Begin at the listing line that contains "task: segment the girl's face" and stop after the one that contains "132), (219, 123)]". Reproduce only those lines, renaming "Python list" to "Python array" and leaving everything else unchanged.

- _Exercise input_:
* * * * * * * * *

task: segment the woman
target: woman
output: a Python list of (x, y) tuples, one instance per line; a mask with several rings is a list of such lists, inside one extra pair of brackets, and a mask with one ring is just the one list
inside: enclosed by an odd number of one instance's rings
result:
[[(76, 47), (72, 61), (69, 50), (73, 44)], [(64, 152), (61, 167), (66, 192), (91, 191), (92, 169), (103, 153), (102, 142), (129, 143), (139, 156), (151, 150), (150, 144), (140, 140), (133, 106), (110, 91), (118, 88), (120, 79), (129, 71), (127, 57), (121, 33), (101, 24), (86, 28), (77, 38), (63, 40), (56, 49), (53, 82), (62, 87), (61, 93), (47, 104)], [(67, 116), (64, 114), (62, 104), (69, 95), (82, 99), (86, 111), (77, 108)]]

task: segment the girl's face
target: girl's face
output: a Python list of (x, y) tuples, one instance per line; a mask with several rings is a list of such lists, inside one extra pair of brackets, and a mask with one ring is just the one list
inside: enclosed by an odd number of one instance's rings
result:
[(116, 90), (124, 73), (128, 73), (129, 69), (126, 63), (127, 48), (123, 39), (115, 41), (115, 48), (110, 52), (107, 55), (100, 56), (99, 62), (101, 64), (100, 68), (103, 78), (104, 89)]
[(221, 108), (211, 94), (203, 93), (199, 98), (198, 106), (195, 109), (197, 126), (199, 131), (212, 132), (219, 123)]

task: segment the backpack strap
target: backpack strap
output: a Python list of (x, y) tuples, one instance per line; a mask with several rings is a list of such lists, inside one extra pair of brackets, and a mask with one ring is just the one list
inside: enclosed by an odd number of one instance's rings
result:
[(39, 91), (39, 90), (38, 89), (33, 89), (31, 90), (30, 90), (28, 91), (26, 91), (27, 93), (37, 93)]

* * * * * * * * *

- _Task response_:
task: segment the girl's face
target: girl's face
output: a Python array of (x, y) tuples, one instance per line; a mask with several rings is a list of such lists, inside one extra pair of brackets, and a mask with one ring is just the one list
inside: enclosed by an odd number of one instance's rings
result:
[(116, 90), (124, 73), (128, 73), (129, 69), (126, 63), (127, 48), (123, 39), (115, 41), (115, 48), (110, 52), (107, 55), (100, 56), (99, 62), (101, 64), (100, 68), (103, 78), (104, 89)]
[(221, 108), (211, 94), (203, 93), (199, 98), (198, 106), (195, 109), (197, 126), (199, 131), (212, 132), (219, 123)]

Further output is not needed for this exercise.